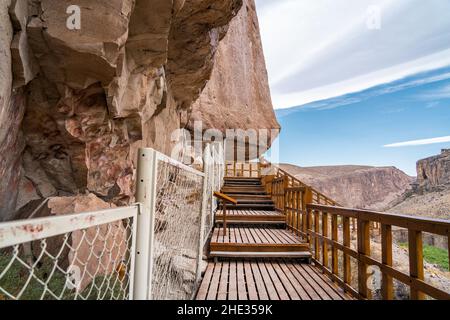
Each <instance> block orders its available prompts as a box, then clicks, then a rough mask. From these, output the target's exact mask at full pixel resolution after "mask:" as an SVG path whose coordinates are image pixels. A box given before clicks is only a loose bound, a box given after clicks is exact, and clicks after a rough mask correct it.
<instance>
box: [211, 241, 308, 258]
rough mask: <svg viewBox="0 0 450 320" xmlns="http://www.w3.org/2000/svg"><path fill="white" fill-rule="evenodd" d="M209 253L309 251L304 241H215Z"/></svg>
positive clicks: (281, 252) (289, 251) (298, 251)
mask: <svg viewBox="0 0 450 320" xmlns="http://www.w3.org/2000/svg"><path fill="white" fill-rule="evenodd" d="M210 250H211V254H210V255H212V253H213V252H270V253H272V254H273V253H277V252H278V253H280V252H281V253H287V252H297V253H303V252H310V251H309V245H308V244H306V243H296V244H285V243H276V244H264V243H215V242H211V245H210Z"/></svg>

**Assignment:**
Copy out the lines from the line containing "rough mask: <svg" to the end of the listing above, without alteration.

**Solved problem:**
rough mask: <svg viewBox="0 0 450 320" xmlns="http://www.w3.org/2000/svg"><path fill="white" fill-rule="evenodd" d="M209 253L309 251L304 241H215Z"/></svg>
positive clicks: (281, 252) (289, 251) (298, 251)
mask: <svg viewBox="0 0 450 320" xmlns="http://www.w3.org/2000/svg"><path fill="white" fill-rule="evenodd" d="M210 250H211V254H210V255H212V253H213V252H270V253H272V254H273V253H277V252H278V253H280V252H281V253H287V252H297V253H303V252H310V251H309V245H308V244H306V243H296V244H285V243H276V244H264V243H215V242H211V245H210Z"/></svg>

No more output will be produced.